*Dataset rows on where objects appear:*
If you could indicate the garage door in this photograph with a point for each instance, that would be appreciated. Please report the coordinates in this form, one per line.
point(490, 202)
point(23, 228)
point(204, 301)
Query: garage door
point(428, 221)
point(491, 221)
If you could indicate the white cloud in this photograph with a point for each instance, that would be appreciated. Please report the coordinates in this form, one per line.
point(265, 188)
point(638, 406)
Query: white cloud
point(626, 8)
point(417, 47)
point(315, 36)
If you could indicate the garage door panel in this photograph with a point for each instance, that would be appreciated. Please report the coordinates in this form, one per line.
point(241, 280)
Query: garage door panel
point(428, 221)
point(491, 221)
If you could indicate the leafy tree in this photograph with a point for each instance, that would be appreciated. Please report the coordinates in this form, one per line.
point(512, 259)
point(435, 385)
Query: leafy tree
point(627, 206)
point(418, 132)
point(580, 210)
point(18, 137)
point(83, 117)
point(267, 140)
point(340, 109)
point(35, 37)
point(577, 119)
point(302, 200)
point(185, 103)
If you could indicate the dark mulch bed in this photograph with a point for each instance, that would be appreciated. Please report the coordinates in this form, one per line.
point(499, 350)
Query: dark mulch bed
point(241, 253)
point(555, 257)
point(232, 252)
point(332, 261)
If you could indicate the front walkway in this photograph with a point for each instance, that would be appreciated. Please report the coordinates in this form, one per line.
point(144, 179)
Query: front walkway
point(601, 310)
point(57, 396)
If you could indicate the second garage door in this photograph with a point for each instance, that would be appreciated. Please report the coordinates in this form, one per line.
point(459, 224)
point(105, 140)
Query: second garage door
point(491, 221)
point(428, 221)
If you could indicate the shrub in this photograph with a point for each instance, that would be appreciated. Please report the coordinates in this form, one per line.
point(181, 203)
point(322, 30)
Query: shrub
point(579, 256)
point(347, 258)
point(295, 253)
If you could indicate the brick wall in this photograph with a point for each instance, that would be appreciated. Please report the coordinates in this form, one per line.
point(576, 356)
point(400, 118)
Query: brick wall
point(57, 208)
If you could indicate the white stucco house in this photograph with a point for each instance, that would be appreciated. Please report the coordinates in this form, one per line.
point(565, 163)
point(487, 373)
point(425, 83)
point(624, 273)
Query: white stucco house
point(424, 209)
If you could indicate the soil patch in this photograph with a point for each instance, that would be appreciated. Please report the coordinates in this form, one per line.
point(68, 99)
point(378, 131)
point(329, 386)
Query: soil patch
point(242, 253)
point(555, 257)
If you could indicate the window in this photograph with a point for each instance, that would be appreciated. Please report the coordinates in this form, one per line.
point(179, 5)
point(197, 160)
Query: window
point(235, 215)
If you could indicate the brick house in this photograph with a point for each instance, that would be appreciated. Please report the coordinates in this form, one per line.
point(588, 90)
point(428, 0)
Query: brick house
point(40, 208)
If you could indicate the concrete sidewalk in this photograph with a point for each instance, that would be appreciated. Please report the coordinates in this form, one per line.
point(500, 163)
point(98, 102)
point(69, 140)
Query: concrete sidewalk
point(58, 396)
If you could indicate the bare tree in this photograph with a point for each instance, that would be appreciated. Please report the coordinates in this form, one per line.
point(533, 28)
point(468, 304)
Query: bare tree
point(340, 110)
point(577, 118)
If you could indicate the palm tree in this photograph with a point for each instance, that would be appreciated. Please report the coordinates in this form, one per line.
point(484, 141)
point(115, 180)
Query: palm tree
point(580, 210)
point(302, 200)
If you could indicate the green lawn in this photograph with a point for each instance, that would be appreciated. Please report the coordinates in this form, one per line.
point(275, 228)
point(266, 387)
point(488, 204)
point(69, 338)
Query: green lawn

*Instructions to follow:*
Update the lines beginning with the line containing "If you could indicate the brick house" and running through the line containing "point(577, 118)" by changing "concrete sidewalk" to "paved sidewalk" wherever it occurs. Leave everything else unchanged, and give back only those lines.

*Solution:*
If you could indicate the brick house in this photograph with a point for each instance, that would be appreciated. Please report the coordinates in this form, one per line.
point(588, 90)
point(428, 0)
Query: brick house
point(40, 208)
If you could indicate the paved sidewalk in this photograph with a point for each instance, that would be appreciated. Please report the coordinates in this form, one per line.
point(500, 163)
point(98, 102)
point(69, 140)
Query: paved sidewalk
point(58, 396)
If you could indicate the bare tree in this photograph with a point for each instance, that would be appreciated. Please report the coordinates in this form, one per line.
point(533, 28)
point(468, 304)
Query: bare tree
point(340, 110)
point(577, 118)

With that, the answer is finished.